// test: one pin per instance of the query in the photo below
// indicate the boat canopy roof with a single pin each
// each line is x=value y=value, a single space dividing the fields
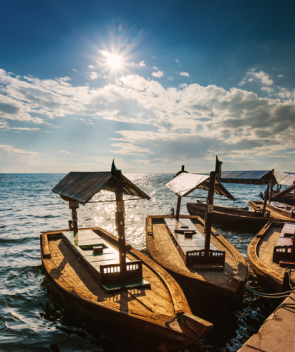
x=284 y=192
x=82 y=186
x=185 y=183
x=284 y=178
x=248 y=177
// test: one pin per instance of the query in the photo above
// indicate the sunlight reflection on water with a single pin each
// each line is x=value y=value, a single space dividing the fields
x=33 y=316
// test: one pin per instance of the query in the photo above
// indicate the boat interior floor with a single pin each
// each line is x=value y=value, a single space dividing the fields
x=156 y=300
x=266 y=247
x=167 y=251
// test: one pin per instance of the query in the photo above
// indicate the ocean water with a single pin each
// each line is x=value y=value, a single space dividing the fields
x=34 y=318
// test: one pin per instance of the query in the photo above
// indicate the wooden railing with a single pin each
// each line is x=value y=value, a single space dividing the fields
x=282 y=253
x=111 y=272
x=198 y=257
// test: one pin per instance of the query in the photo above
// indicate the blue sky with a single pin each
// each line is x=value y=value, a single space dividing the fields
x=154 y=85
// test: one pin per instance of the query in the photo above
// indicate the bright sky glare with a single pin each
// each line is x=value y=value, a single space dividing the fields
x=154 y=85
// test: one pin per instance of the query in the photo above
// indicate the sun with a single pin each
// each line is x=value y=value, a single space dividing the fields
x=114 y=61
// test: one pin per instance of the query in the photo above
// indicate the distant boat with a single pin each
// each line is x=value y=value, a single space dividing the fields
x=108 y=280
x=271 y=251
x=229 y=215
x=254 y=217
x=277 y=210
x=207 y=266
x=284 y=196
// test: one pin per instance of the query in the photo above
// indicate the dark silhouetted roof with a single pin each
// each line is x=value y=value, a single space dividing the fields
x=185 y=183
x=250 y=177
x=284 y=178
x=82 y=186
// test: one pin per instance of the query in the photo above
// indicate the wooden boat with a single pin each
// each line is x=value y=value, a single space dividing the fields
x=286 y=196
x=106 y=279
x=277 y=332
x=270 y=251
x=258 y=214
x=207 y=266
x=229 y=215
x=277 y=211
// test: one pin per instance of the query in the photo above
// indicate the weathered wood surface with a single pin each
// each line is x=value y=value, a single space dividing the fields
x=277 y=334
x=274 y=215
x=196 y=242
x=260 y=255
x=224 y=214
x=164 y=251
x=141 y=312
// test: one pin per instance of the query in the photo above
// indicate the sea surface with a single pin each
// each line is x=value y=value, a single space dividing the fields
x=34 y=318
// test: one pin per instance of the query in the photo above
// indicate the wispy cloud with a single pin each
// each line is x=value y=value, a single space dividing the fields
x=158 y=74
x=65 y=152
x=235 y=120
x=11 y=150
x=267 y=89
x=92 y=75
x=185 y=74
x=260 y=76
x=141 y=64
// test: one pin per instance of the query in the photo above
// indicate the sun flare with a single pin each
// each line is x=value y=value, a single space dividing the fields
x=114 y=61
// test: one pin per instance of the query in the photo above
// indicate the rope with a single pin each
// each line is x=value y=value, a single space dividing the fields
x=179 y=317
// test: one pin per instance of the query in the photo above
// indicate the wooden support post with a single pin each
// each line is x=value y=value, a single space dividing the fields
x=178 y=208
x=75 y=219
x=265 y=199
x=209 y=214
x=120 y=222
x=270 y=192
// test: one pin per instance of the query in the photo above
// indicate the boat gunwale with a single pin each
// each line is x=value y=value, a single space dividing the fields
x=269 y=275
x=154 y=319
x=230 y=215
x=225 y=289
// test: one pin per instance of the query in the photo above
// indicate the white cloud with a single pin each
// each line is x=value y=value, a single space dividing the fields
x=267 y=89
x=232 y=121
x=186 y=74
x=260 y=76
x=11 y=150
x=141 y=64
x=92 y=75
x=158 y=74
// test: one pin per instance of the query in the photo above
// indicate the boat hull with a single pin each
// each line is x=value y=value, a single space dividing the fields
x=150 y=329
x=260 y=254
x=231 y=217
x=207 y=287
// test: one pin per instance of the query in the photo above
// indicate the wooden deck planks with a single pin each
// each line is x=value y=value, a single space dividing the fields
x=265 y=249
x=157 y=300
x=166 y=249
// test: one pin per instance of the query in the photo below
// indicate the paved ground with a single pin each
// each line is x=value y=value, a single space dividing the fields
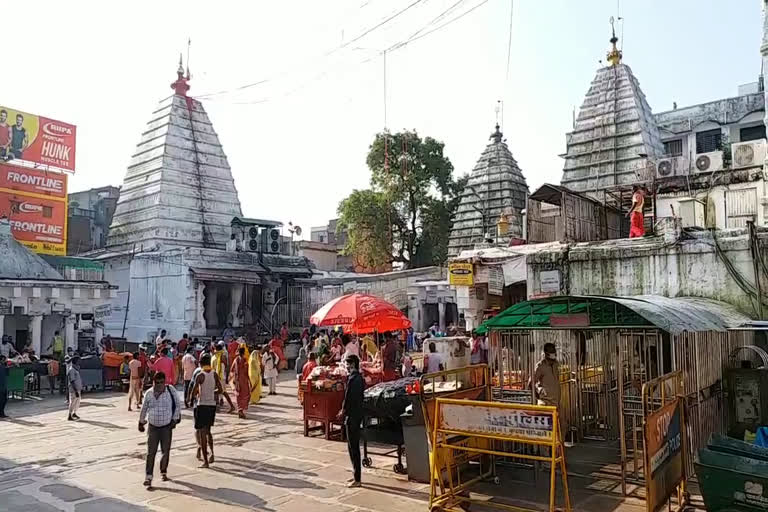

● **WORK ORDER**
Where an entry holds an image, drop the image and copy the remaining text exactly.

● **ANSWER TO THIS TASK**
// test: one pin per instance of the query in the photo below
// indicate the boat canopy roof with a single pin each
// each line is x=value y=value, a single space dividing the fields
x=284 y=192
x=82 y=186
x=185 y=183
x=284 y=178
x=248 y=177
// test: one pin per instance of the query in the photo above
// indicate the sunlight reflection on water with a single pin each
// each line is x=value y=value, a single space dividing the fields
x=33 y=316
// test: one pin per instance of the query in the photo above
// indicate the boat interior floor with a single pin each
// each line is x=value y=value, a single space dividing the fields
x=156 y=300
x=266 y=247
x=167 y=251
// test: one pin per instance of the query in the photo above
// indicate the ocean water with a single pin each
// each line is x=value y=value, a single space dividing the fields
x=34 y=318
// test: one pin per instance of the query in the photo above
// indicate the wooden railing with a single pin each
// each line is x=value y=value, a single space dividing the fields
x=282 y=253
x=111 y=272
x=198 y=257
// test: one pin per instance of the query in the photo above
// indicate the blue sky with a single pin each
// each line is x=value y=value, a single space dividing the fields
x=154 y=85
// test: one pin per instance of the query in the photo above
// indicate the bright sky glare with a single pin each
// each line is x=value y=value, a single space dividing the fields
x=154 y=85
// test: one pin per instance of the query in the photo above
// indicate the sun with a single pin each
// each line is x=value y=value, a single space dividing the fields
x=114 y=61
// test: one pin per instance of the query in the photo above
// indicate the distant boat with a single pin each
// each line is x=value y=value, a single space dividing the fields
x=108 y=280
x=271 y=251
x=229 y=215
x=254 y=217
x=277 y=210
x=207 y=266
x=284 y=196
// test: one pin per instance of the query in the photo above
// indicate the dark silhouetted roof with a single pin each
// each line is x=value y=value, a single space dividing the fields
x=185 y=183
x=250 y=177
x=284 y=178
x=82 y=186
// test: one pin per instance of the query in the photo above
// indicate the wooden boat with a single pin each
// each line is x=value y=value, a single space dividing the fields
x=286 y=196
x=106 y=279
x=277 y=332
x=270 y=251
x=258 y=214
x=207 y=266
x=229 y=215
x=277 y=211
// test: one pin per instance of the query in the photo above
// indicate the weathered wood surface with a single pin each
// each line is x=value y=value, a single space dividing the fields
x=277 y=334
x=274 y=215
x=196 y=242
x=260 y=255
x=224 y=214
x=164 y=251
x=141 y=312
// test: one pin per instance of the query in the photo above
// indicate the sea surface with a single pin each
// each line is x=value y=value, a single space dividing the fields
x=34 y=318
// test: one pin per instance of the query in the photo above
// indicate the wispy cloud with a single pin each
// each line is x=value y=value, a single space dividing the fields
x=158 y=74
x=65 y=152
x=235 y=120
x=11 y=150
x=267 y=89
x=92 y=75
x=185 y=74
x=260 y=76
x=141 y=64
// test: one pin per instance of the query in the photo above
// indicate the sun flare with a single pin each
// each line is x=value y=value, a single space dividing the fields
x=114 y=61
// test: one pin per instance of the query in the photo above
// indicate the rope with a single pin each
// each line is x=value y=value, a single space dividing the fields
x=179 y=317
// test: one pin per instance of the query in the photo above
// indicate the wooden support post with a single pin each
// each line is x=value y=value, a single space dividing the fields
x=178 y=208
x=75 y=219
x=265 y=199
x=209 y=214
x=120 y=222
x=270 y=192
// test: one pin per instance of the query in the photo above
// indicate the boat gunwale with a single pin each
// each line is x=value y=value, a single space dividing the fields
x=269 y=275
x=154 y=319
x=230 y=215
x=225 y=289
// test: one pin per instance of the query in the photo above
// indicate the white cloud with a single pin each
// each line is x=value y=value, a single space dividing the fields
x=267 y=89
x=232 y=121
x=186 y=74
x=260 y=76
x=11 y=150
x=141 y=64
x=92 y=75
x=158 y=74
// test: one pin per instance of the query in the photo above
// indicate the boat hull with a single pin each
// each line is x=value y=value, a single space dividing the fields
x=150 y=329
x=260 y=254
x=231 y=217
x=207 y=287
// test: one pin per instance of the query in the photo above
// indicate the wooden deck planks with a single pin each
// each line is x=value y=value, a single space dividing the fields
x=265 y=249
x=157 y=300
x=166 y=249
// test: one pin per instance of the query in the photo below
// indicate the paved ground with a single pin each
// each line is x=value y=value, a single space dividing the fields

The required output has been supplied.